### PAGE EXCERPT
Debugging frozen processes

Obviously fixing a frozen process involves more than figuring out how to automatically kill it. Killing it just fixes the symptoms, and should be considered a final defense in the war against frozen processes. It’s better to figure out the root cause. We have a number of tools in our arsenal to find out what a frozen process is doing.


crash-watch is a tool that we’ve written to easily obtain process backtraces. Crash-watch can be instructed to dump backtraces when a given process crashes, or dump their current backtraces.

Crash-watch is actually a convenience wrapper around gdb, so you must install gdb first. It dumps C-level backtraces, not language-specific backtraces. If you run crash-watch on a Ruby program it will dump the Ruby interpreter’s C backtraces and not the Ruby code’s backtraces. It also dumps the backtraces of all threads, not just the active thread.

Invoke crash-watch as follows:

crash-watch --dump <PID>

Here is a sample output. This output is the result of invoking crash-watch on a simple “hello world” Rack program that simulates being frozen.

Crash-watch is especially useful for analyzing C-level problems. As you can see in the sample output, the program is frozen in a freeze_process call.

Crash-watch can also assist in analyzing problems caused by Ruby C extensions. Ruby’s mysql gem is quite notorious in this regard because it blocks all Ruby threads while it’s doing its work. If the MySQL server doesn’t respond (e.g. because of network problems, because the server is dead, or because the query is too heavy) then the mysql gem will freeze the entire process, making it even unable to respond to signals. With crash-watch you are able to clearly see that a process is frozen in a mysql gem call.

Phusion Passenger’s SIGQUIT handler

Ruby processes managed by Phusion Passenger respond to SIGQUIT by printing their backtraces to stderr. On Phusion Passenger, stderr is always redirected to the global web server error log (e.g. /var/log/apache2/error.log or /var/log/nginx/error.log), not the vhost-specific error log. If your Ruby interpreter supports it, Phusion Passenger will even print the backtraces of all Ruby threads, not just the active one. This latter feature requires either Ruby Enterprise Edition or Ruby 1.9.

Note that for this to work, the Ruby interpreter must be responding to signals. If the Ruby interpreter is frozen inside a C extension call (such as is the case in the sample program) then nothing will happen. In that case you should use crash-watch or the rb_backtrace() trick below.

### TASKS TO CARRY OUT
a – Translate this sentence from the excerpt on debugging frozen processes into Spanish: "Crash-watch is actually a convenience wrapper around gdb, so you must install gdb first."
b – Extend the excerpt on debugging frozen processes by writing what comes after its last sentence.

### RECORDS SUPPLIED

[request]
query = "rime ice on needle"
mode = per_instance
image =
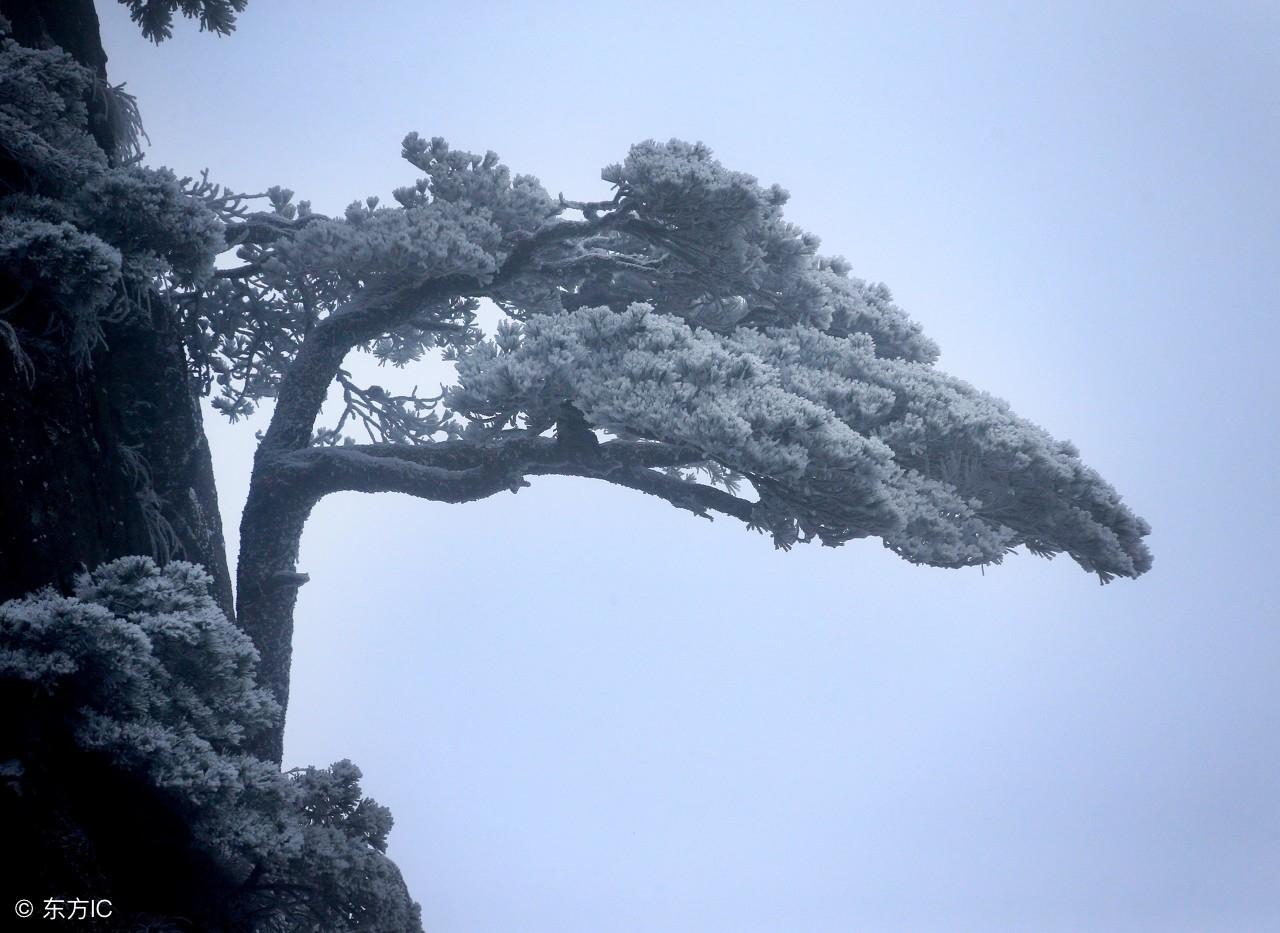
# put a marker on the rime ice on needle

### WRITTEN RESPONSES
a – Crash-watch es en realidad un envoltorio práctico para gdb, por lo que primero debe instalar gdb.

b –
If you want to debug a Ruby program that’s not managed by Phusion Passenger then there’s another trick to obtain the Ruby backtrace. The Ruby interpreter has a nice function called rb_backtrace() which causes it to print its current Ruby-level backtrace to stdout. You can use gdb to force a process to call that function. This works even when the Ruby interpreter is stuck inside a C call. This method has two downsides:

  1. Its reliability depends on the state of the Ruby interpreter. You are forcing a call from arbitrary places in the code, so you risk corrupting the process state. Use with caution.
  2. It only prints the backtrace of the active Ruby thread. It’s not possible to print the backtraces of any other Ruby threads.

First, start gdb:

$ gdb

Then attach gdb to the process you want:

attach <PID>

This will probably print a whole bunch of messages. Ignore them; if gdb prints a lot of library names and then asks you whether to continue, answer Yes.

Now we get to the cream. Use the following command to force a call to rb_backtrace():

p (void) rb_backtrace()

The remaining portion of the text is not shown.